## [DATASET RECORDS]
▬▬▬

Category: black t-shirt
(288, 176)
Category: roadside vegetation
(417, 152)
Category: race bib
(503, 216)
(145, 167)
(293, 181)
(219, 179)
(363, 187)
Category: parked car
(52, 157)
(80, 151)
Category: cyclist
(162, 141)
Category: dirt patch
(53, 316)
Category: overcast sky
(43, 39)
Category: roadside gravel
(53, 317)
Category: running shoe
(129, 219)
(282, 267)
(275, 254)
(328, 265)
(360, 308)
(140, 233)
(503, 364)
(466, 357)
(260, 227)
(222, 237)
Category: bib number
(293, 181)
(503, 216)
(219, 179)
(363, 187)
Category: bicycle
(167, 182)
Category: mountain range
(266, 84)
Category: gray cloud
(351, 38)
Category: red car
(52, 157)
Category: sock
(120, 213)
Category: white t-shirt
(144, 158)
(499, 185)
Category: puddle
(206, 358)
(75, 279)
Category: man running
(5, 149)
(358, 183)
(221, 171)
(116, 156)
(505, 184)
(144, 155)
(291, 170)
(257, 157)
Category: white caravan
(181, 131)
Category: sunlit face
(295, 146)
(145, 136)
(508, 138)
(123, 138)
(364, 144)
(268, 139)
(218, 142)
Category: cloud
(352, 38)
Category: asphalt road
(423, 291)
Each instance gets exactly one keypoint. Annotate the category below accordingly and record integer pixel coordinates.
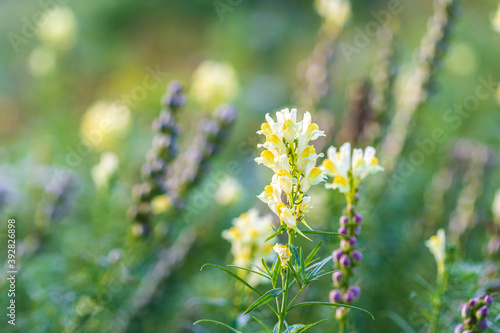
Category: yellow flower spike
(329, 166)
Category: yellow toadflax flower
(247, 237)
(340, 165)
(105, 170)
(437, 246)
(288, 153)
(214, 83)
(284, 254)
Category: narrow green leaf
(267, 328)
(329, 304)
(249, 270)
(313, 253)
(234, 276)
(264, 299)
(217, 323)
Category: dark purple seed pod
(337, 254)
(357, 256)
(487, 300)
(357, 230)
(335, 296)
(345, 261)
(459, 328)
(356, 291)
(357, 218)
(465, 310)
(337, 277)
(349, 297)
(483, 312)
(482, 324)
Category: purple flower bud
(473, 302)
(482, 324)
(336, 277)
(459, 328)
(357, 218)
(356, 291)
(357, 230)
(345, 261)
(465, 310)
(349, 297)
(335, 296)
(341, 313)
(488, 300)
(337, 254)
(357, 256)
(483, 312)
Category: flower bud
(483, 312)
(335, 296)
(343, 230)
(357, 256)
(356, 291)
(357, 230)
(341, 313)
(357, 218)
(337, 254)
(482, 324)
(465, 310)
(488, 300)
(344, 220)
(349, 297)
(345, 261)
(336, 277)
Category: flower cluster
(475, 313)
(437, 246)
(347, 171)
(247, 237)
(293, 161)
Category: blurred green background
(45, 90)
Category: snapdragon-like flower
(437, 246)
(247, 237)
(341, 166)
(284, 254)
(288, 153)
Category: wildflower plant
(347, 169)
(288, 154)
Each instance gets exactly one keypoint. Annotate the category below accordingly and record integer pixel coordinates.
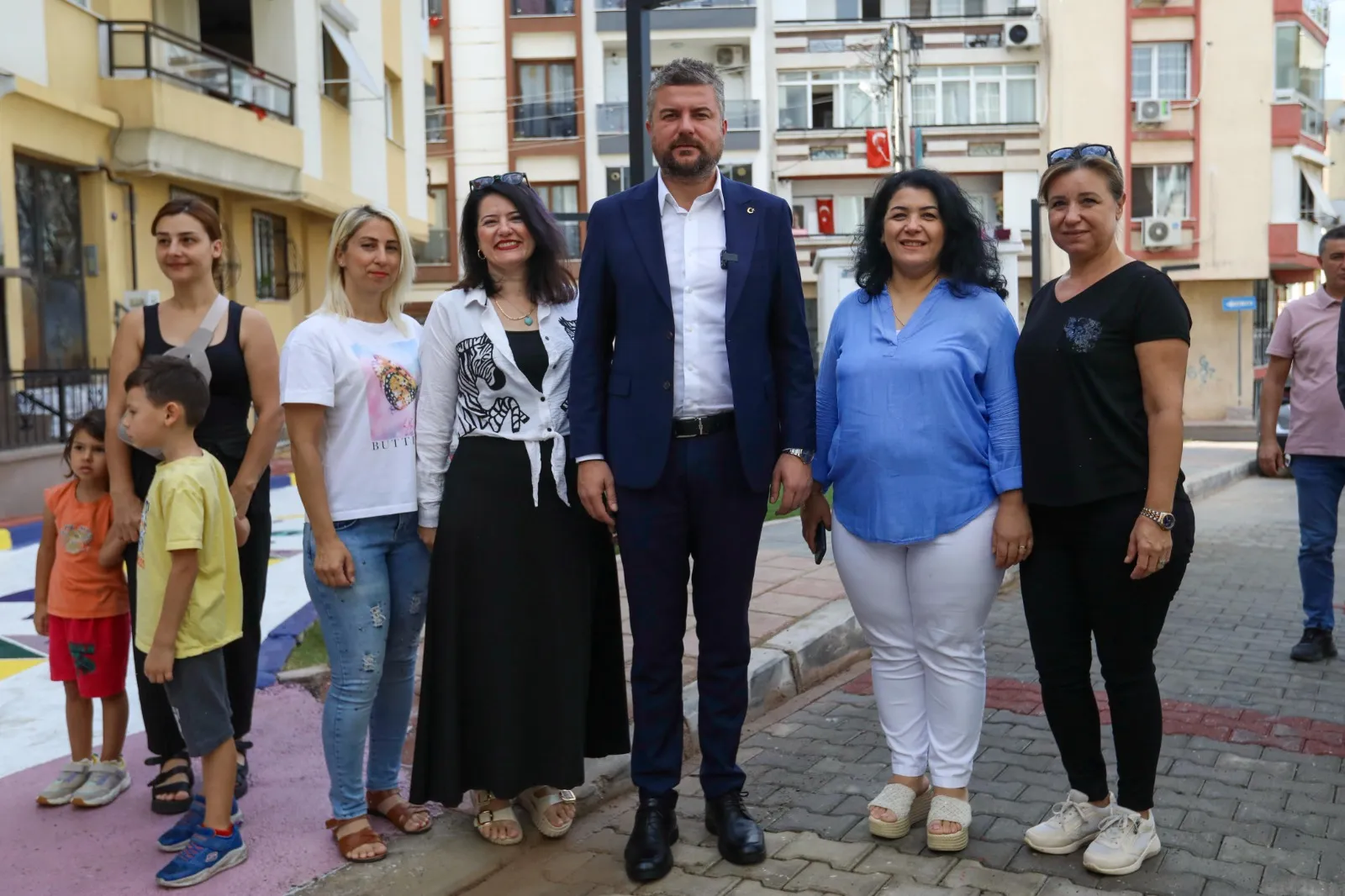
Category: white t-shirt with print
(367, 377)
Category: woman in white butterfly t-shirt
(349, 381)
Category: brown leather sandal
(401, 814)
(350, 842)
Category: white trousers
(923, 609)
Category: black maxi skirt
(524, 673)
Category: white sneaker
(1073, 824)
(1126, 840)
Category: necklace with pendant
(526, 318)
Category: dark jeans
(1320, 481)
(1076, 589)
(161, 734)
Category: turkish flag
(878, 148)
(826, 219)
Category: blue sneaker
(206, 855)
(177, 837)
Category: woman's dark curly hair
(549, 282)
(968, 257)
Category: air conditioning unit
(1022, 34)
(1160, 233)
(1153, 111)
(731, 57)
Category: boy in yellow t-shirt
(188, 603)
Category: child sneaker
(71, 779)
(177, 837)
(1073, 824)
(1126, 840)
(205, 856)
(105, 782)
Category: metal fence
(40, 405)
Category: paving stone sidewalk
(1251, 790)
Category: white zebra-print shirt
(472, 387)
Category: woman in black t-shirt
(1102, 363)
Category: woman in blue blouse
(918, 436)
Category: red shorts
(92, 653)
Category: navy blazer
(620, 400)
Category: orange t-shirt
(80, 587)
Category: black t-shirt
(1080, 400)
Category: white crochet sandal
(537, 808)
(948, 809)
(494, 815)
(901, 802)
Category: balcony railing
(436, 124)
(556, 119)
(741, 114)
(147, 50)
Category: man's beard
(704, 163)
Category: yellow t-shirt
(188, 508)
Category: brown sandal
(401, 814)
(350, 842)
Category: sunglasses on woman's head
(513, 178)
(1087, 151)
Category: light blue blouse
(918, 430)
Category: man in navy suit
(692, 403)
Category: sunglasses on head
(1087, 151)
(513, 178)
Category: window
(546, 100)
(1160, 192)
(271, 256)
(562, 199)
(974, 94)
(335, 73)
(542, 7)
(829, 98)
(1160, 71)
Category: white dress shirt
(471, 387)
(693, 241)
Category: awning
(1321, 202)
(358, 71)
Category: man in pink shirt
(1306, 340)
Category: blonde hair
(335, 302)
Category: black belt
(693, 427)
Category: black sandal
(241, 775)
(159, 788)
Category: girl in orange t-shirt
(81, 604)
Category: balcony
(692, 13)
(436, 124)
(546, 120)
(744, 118)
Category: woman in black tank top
(242, 376)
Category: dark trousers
(161, 734)
(1076, 589)
(704, 510)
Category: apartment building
(279, 113)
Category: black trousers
(1078, 589)
(161, 734)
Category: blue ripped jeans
(373, 633)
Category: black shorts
(199, 697)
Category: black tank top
(224, 430)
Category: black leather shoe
(649, 851)
(1316, 646)
(741, 840)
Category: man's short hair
(686, 71)
(166, 378)
(1335, 233)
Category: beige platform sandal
(948, 809)
(494, 815)
(905, 804)
(537, 808)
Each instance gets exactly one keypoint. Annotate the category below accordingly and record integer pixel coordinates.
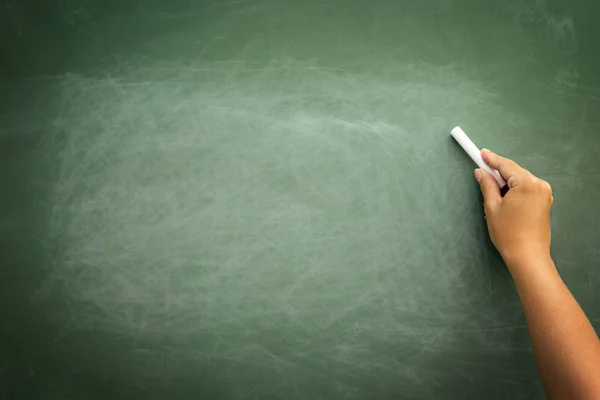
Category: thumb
(489, 187)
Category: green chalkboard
(260, 199)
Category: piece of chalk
(475, 154)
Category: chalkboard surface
(260, 199)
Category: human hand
(519, 222)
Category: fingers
(507, 168)
(489, 188)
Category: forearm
(565, 345)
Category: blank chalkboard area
(260, 199)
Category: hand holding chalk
(518, 223)
(475, 154)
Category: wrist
(525, 258)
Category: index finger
(507, 167)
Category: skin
(566, 348)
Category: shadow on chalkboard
(463, 161)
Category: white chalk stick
(475, 154)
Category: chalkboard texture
(260, 199)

▬▬▬

## [TASK ITEM]
Only the text of the records is to be reproduced exactly; skip the pictures.

## [SOLVED PROBLEM]
Category: black t-shirt
(288, 176)
Category: roadside vegetation
(417, 152)
Category: race bib
(503, 216)
(145, 167)
(293, 181)
(219, 179)
(363, 187)
Category: parked car
(52, 157)
(80, 151)
Category: cyclist
(162, 141)
Category: dirt patch
(53, 316)
Category: overcast sky
(43, 39)
Category: roadside gravel
(53, 317)
Category: running shoe
(129, 219)
(282, 267)
(275, 254)
(328, 265)
(360, 308)
(140, 233)
(503, 364)
(466, 357)
(260, 227)
(222, 237)
Category: bib number
(293, 181)
(503, 216)
(219, 179)
(363, 187)
Category: bicycle
(167, 182)
Category: mountain range
(266, 84)
Category: gray cloud
(351, 38)
Category: red car
(52, 157)
Category: sock
(120, 213)
Category: white t-shirt
(144, 158)
(499, 185)
Category: puddle
(206, 358)
(75, 279)
Category: man running
(5, 149)
(358, 183)
(221, 171)
(116, 156)
(505, 184)
(144, 155)
(291, 170)
(257, 157)
Category: white caravan
(181, 131)
Category: sunlit face
(295, 146)
(145, 136)
(508, 138)
(123, 138)
(364, 144)
(268, 139)
(218, 142)
Category: cloud
(352, 38)
Category: asphalt road
(423, 291)
Each instance gets exactly one keypoint. Annotate the category below accordingly and record integer pixel coordinates.
Category: yellow flower spike
(329, 166)
Category: yellow toadflax flower
(247, 237)
(340, 165)
(105, 170)
(437, 246)
(288, 153)
(214, 83)
(284, 254)
Category: narrow green leaf
(267, 328)
(329, 304)
(249, 270)
(313, 253)
(234, 276)
(264, 299)
(217, 323)
Category: dark purple seed pod
(337, 254)
(357, 256)
(487, 300)
(357, 230)
(335, 296)
(345, 261)
(459, 328)
(356, 291)
(357, 218)
(465, 310)
(337, 277)
(349, 297)
(483, 312)
(482, 324)
Category: purple flower bud
(473, 302)
(482, 324)
(336, 277)
(459, 328)
(357, 218)
(356, 291)
(357, 230)
(345, 261)
(465, 310)
(349, 297)
(335, 296)
(341, 313)
(488, 300)
(337, 254)
(357, 256)
(483, 312)
Category: flower bud
(483, 312)
(335, 296)
(343, 230)
(357, 256)
(356, 291)
(357, 230)
(341, 313)
(357, 218)
(337, 254)
(482, 324)
(465, 310)
(488, 300)
(344, 220)
(349, 297)
(345, 261)
(336, 277)
Category: flower cluster
(475, 313)
(437, 246)
(347, 171)
(247, 237)
(293, 161)
Category: blurred green background
(45, 90)
Category: snapdragon-like flower
(437, 246)
(247, 237)
(341, 166)
(284, 254)
(288, 153)
Category: wildflower plant
(347, 169)
(288, 154)
Each instance gets exactly one keypoint. Annotate the category below accordingly and record integer pixel coordinates.
Category: white t-shirt with print
(367, 377)
Category: woman in white butterfly t-shirt
(349, 381)
Category: brown leather sandal
(401, 814)
(350, 842)
Category: white trousers
(923, 609)
Category: black maxi skirt
(524, 673)
Category: white sneaker
(1073, 824)
(1126, 840)
Category: necklace with pendant
(526, 318)
Category: dark jeans
(1320, 481)
(1076, 589)
(161, 734)
Category: turkish flag
(878, 148)
(826, 219)
Category: blue sneaker
(206, 855)
(177, 837)
Category: woman's dark curly hair
(549, 282)
(968, 257)
Category: air conditioning unit
(1022, 34)
(1160, 233)
(1153, 111)
(731, 57)
Category: boy in yellow t-shirt
(188, 603)
Category: child sneaker
(71, 779)
(177, 837)
(1073, 824)
(1126, 840)
(205, 856)
(105, 782)
Category: metal fence
(40, 405)
Category: paving stone sidewalk
(1251, 790)
Category: white zebra-print shirt
(472, 387)
Category: woman in black t-shirt
(1102, 363)
Category: woman in blue blouse
(918, 436)
Category: red shorts
(92, 653)
Category: navy blazer
(620, 400)
Category: orange t-shirt
(80, 587)
Category: black t-shirt
(1080, 400)
Category: white crochet sandal
(537, 808)
(948, 809)
(494, 815)
(901, 802)
Category: balcony railing
(436, 124)
(556, 119)
(741, 114)
(147, 50)
Category: man's beard
(704, 163)
Category: yellow t-shirt
(188, 508)
Category: brown sandal
(401, 814)
(350, 842)
Category: sunglasses on woman's head
(513, 178)
(1087, 151)
Category: light blue blouse
(918, 430)
Category: man in navy suit
(692, 403)
Category: sunglasses on head
(1087, 151)
(513, 178)
Category: window
(546, 100)
(1160, 192)
(271, 256)
(562, 199)
(974, 94)
(335, 73)
(542, 7)
(829, 98)
(1160, 71)
Category: white dress shirt
(471, 387)
(693, 241)
Category: awning
(1321, 202)
(358, 71)
Category: man in pink shirt
(1306, 340)
Category: blonde hair
(335, 302)
Category: black belt
(693, 427)
Category: black sandal
(241, 775)
(159, 788)
Category: girl in orange t-shirt
(81, 604)
Category: balcony
(692, 13)
(436, 124)
(546, 120)
(744, 118)
Category: woman in black tank top
(242, 376)
Category: dark trousers
(161, 734)
(1076, 589)
(704, 510)
Category: apartment building
(279, 113)
Category: black trousers
(1078, 589)
(161, 734)
Category: blue ripped jeans
(373, 633)
Category: black shorts
(199, 697)
Category: black tank top
(224, 430)
Category: black leather shoe
(649, 851)
(1316, 646)
(741, 840)
Category: man's short hair
(686, 71)
(166, 378)
(1335, 233)
Category: beige platform sandal
(948, 809)
(494, 815)
(905, 804)
(537, 808)
Each instance gets exactly one keypoint. Annotate the category below accordingly and record integer pixel coordinates.
Category: thumb
(489, 187)
Category: green chalkboard
(260, 199)
Category: piece of chalk
(475, 154)
Category: chalkboard surface
(260, 199)
Category: human hand
(519, 222)
Category: fingers
(507, 168)
(489, 188)
Category: forearm
(565, 345)
Category: blank chalkboard area
(260, 199)
Category: hand holding chalk
(518, 223)
(475, 154)
Category: wrist
(525, 258)
Category: index finger
(507, 167)
Category: skin
(566, 348)
Category: shadow on chalkboard
(463, 161)
Category: white chalk stick
(475, 154)
Category: chalkboard texture
(260, 199)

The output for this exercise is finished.